Stated task 1
Please copy the passage from the text on what counts as a programming language below, between "The definition of" and "together with B.", inclusive.
Stated task 2
Count the lines of the records below that contain the string "apartment", and reply with the number alone.

Source
##########

Programming Language

In this section it is clarified what counts as a programming language for the TIOBE index. There are 3 requirements that should all hold:

  • The language should have an own entry on Wikipedia and Wikipedia should clearly state that it concerns a programming language. This is the reason why (Ruby on) Rails, Excel, Android, Boost, Cocoa, ASP and AJAX are not considered programming languages for the index.
  • The programming language should be Turing complete. As a consequence, HTML and XML are not considered programming languages. This also holds for data query language SQL. SQL is not a programming language because it is, for instance, impossible to write an infinite loop in it. On the other hand, SQL extensions PL/SQL and Transact-SQL are programming languages.
  • The programming language should have at least 5,000 hits for +"<language> programming" for Google.

Programming languages that are very similar are grouped together. Currently the maximum of the hits of the individual languages is taken into account when calculating the ratings of groupings. In the future we will do a better job and take the union (from mathematical set theory) of all the hits.

The definition of what languages are grouped has been formalized according to the following rules:

  • If a language has its own Wikipedia entry it will not be grouped with another language.
  • If a language A automatically redirects to another Wikipedia entry B, A will be grouped together with B.

##########

Listed entries
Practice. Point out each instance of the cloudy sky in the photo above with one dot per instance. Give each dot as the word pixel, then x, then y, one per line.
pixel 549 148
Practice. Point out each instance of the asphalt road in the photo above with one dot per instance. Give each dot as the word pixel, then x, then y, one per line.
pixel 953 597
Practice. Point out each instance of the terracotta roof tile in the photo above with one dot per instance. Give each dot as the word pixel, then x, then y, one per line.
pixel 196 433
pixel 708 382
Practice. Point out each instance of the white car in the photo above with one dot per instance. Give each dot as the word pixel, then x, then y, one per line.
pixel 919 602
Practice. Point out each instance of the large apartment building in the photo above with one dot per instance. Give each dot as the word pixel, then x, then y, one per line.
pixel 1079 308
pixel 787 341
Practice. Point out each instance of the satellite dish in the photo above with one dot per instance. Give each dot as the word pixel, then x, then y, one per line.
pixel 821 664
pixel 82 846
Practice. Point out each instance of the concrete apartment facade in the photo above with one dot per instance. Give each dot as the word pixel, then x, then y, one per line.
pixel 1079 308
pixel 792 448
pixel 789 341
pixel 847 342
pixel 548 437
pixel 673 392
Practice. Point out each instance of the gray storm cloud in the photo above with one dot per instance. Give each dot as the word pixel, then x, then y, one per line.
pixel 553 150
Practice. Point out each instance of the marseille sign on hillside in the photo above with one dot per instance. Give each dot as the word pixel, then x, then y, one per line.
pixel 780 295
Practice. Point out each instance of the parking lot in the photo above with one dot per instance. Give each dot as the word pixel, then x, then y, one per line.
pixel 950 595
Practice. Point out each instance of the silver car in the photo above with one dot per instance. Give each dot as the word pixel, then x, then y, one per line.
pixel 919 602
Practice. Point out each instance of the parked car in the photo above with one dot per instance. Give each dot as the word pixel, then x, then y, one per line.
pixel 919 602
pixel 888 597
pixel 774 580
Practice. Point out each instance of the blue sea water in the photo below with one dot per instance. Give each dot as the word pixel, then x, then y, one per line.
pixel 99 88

##########

Finished answer 1
The definition of what languages are grouped has been formalized according to the following rules:

  • If a language has its own Wikipedia entry it will not be grouped with another language.
  • If a language A automatically redirects to another Wikipedia entry B, A will be grouped together with B.

Finished answer 2
2